▸ **Task prompt**
Copy every one of the records below word for word, changing nothing.

-------- The records --------

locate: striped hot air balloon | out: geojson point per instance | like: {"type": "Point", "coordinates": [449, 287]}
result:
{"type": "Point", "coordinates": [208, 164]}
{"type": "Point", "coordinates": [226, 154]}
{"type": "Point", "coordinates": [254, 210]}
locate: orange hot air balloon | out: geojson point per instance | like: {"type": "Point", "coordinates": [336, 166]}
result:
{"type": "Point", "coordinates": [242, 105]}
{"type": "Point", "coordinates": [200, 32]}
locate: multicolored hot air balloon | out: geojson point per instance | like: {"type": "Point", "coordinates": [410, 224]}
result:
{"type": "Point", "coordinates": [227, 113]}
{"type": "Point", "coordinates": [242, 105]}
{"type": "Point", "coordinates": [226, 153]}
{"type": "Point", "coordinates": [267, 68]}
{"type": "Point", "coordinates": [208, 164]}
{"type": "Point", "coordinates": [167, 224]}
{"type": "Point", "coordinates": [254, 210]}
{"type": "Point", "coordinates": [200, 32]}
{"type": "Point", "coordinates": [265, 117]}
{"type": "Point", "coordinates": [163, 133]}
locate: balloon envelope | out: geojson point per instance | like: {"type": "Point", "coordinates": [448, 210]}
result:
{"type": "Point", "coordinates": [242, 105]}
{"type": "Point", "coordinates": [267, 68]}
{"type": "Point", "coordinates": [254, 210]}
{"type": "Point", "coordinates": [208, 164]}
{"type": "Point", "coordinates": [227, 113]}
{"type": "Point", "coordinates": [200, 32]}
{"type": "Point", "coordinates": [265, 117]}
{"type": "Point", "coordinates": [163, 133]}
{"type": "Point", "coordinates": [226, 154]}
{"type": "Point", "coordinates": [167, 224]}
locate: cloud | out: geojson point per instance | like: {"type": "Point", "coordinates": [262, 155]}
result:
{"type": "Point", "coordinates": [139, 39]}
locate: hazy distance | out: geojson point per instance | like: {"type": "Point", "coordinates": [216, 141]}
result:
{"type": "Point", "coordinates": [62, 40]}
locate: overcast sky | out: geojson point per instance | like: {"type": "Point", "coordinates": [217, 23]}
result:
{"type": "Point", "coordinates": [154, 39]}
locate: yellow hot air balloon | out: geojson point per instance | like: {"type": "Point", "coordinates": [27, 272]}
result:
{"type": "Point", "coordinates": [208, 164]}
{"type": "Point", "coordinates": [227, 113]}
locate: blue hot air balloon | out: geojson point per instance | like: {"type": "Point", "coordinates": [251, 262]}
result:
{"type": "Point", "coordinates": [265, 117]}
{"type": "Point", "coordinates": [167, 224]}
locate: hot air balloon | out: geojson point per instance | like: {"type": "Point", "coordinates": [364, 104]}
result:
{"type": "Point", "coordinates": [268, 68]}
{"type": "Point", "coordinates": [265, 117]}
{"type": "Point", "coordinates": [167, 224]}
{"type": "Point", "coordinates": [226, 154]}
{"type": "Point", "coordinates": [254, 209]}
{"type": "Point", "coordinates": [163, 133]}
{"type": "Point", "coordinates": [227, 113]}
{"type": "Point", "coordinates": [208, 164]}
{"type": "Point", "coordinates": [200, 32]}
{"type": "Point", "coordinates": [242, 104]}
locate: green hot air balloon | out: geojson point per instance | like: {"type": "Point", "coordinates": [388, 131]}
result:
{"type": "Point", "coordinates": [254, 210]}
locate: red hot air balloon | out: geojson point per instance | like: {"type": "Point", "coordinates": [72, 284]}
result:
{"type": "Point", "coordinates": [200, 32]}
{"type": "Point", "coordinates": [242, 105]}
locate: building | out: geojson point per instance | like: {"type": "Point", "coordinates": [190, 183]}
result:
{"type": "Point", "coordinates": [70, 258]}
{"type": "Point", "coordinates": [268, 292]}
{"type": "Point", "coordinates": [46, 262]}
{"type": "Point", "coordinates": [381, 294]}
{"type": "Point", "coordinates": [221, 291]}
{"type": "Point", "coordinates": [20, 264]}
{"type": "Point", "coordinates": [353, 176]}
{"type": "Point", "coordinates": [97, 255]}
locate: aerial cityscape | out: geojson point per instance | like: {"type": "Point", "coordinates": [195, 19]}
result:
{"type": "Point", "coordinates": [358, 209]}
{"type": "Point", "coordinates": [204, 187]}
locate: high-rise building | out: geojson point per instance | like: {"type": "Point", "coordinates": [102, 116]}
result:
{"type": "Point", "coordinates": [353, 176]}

--------

▸ **Answer for this exercise**
locate: striped hot air balloon | out: geojson point per instance | like: {"type": "Point", "coordinates": [449, 287]}
result:
{"type": "Point", "coordinates": [208, 164]}
{"type": "Point", "coordinates": [226, 154]}
{"type": "Point", "coordinates": [254, 210]}
locate: orange hot air balloon | out: geojson point per instance | like: {"type": "Point", "coordinates": [336, 166]}
result:
{"type": "Point", "coordinates": [242, 105]}
{"type": "Point", "coordinates": [200, 32]}
locate: multicolored hot air balloon | out: geojson point per instance | like: {"type": "Point", "coordinates": [410, 224]}
result:
{"type": "Point", "coordinates": [227, 113]}
{"type": "Point", "coordinates": [242, 105]}
{"type": "Point", "coordinates": [226, 153]}
{"type": "Point", "coordinates": [267, 68]}
{"type": "Point", "coordinates": [208, 164]}
{"type": "Point", "coordinates": [167, 224]}
{"type": "Point", "coordinates": [254, 210]}
{"type": "Point", "coordinates": [200, 32]}
{"type": "Point", "coordinates": [265, 117]}
{"type": "Point", "coordinates": [163, 133]}
locate: balloon envelope | out: geojson point per instance | like: {"type": "Point", "coordinates": [448, 210]}
result:
{"type": "Point", "coordinates": [242, 105]}
{"type": "Point", "coordinates": [267, 68]}
{"type": "Point", "coordinates": [254, 210]}
{"type": "Point", "coordinates": [208, 164]}
{"type": "Point", "coordinates": [227, 113]}
{"type": "Point", "coordinates": [200, 32]}
{"type": "Point", "coordinates": [265, 117]}
{"type": "Point", "coordinates": [163, 133]}
{"type": "Point", "coordinates": [226, 154]}
{"type": "Point", "coordinates": [167, 224]}
locate: cloud | out: geojson point per instance | like: {"type": "Point", "coordinates": [262, 155]}
result:
{"type": "Point", "coordinates": [139, 39]}
locate: hazy distance | out: geojson point per instance | like: {"type": "Point", "coordinates": [216, 141]}
result:
{"type": "Point", "coordinates": [62, 40]}
locate: overcast sky | out: geojson point per instance | like: {"type": "Point", "coordinates": [217, 23]}
result:
{"type": "Point", "coordinates": [154, 39]}
locate: yellow hot air balloon | out: geojson point per instance | like: {"type": "Point", "coordinates": [27, 272]}
result:
{"type": "Point", "coordinates": [208, 164]}
{"type": "Point", "coordinates": [227, 113]}
locate: blue hot air balloon | out: geojson point per instance | like: {"type": "Point", "coordinates": [251, 262]}
result:
{"type": "Point", "coordinates": [265, 117]}
{"type": "Point", "coordinates": [167, 224]}
locate: hot air balloon | out: geojson point per instance | like: {"type": "Point", "coordinates": [364, 104]}
result:
{"type": "Point", "coordinates": [268, 68]}
{"type": "Point", "coordinates": [265, 117]}
{"type": "Point", "coordinates": [167, 224]}
{"type": "Point", "coordinates": [226, 154]}
{"type": "Point", "coordinates": [254, 209]}
{"type": "Point", "coordinates": [163, 133]}
{"type": "Point", "coordinates": [227, 113]}
{"type": "Point", "coordinates": [208, 164]}
{"type": "Point", "coordinates": [200, 32]}
{"type": "Point", "coordinates": [242, 104]}
locate: green hot air balloon | out: geojson point per instance | like: {"type": "Point", "coordinates": [388, 131]}
result:
{"type": "Point", "coordinates": [254, 210]}
locate: red hot air balloon | out: geojson point per instance | like: {"type": "Point", "coordinates": [72, 284]}
result:
{"type": "Point", "coordinates": [200, 32]}
{"type": "Point", "coordinates": [242, 105]}
locate: building | out: geojson point per instance | like: {"type": "Point", "coordinates": [190, 183]}
result:
{"type": "Point", "coordinates": [70, 258]}
{"type": "Point", "coordinates": [268, 292]}
{"type": "Point", "coordinates": [46, 262]}
{"type": "Point", "coordinates": [381, 294]}
{"type": "Point", "coordinates": [221, 291]}
{"type": "Point", "coordinates": [20, 264]}
{"type": "Point", "coordinates": [353, 176]}
{"type": "Point", "coordinates": [97, 255]}
locate: aerial cityscape | out: geojson point per instance | like: {"type": "Point", "coordinates": [195, 19]}
result:
{"type": "Point", "coordinates": [358, 209]}
{"type": "Point", "coordinates": [204, 187]}
locate: high-rise building | out: geojson point per instance | like: {"type": "Point", "coordinates": [102, 116]}
result:
{"type": "Point", "coordinates": [353, 176]}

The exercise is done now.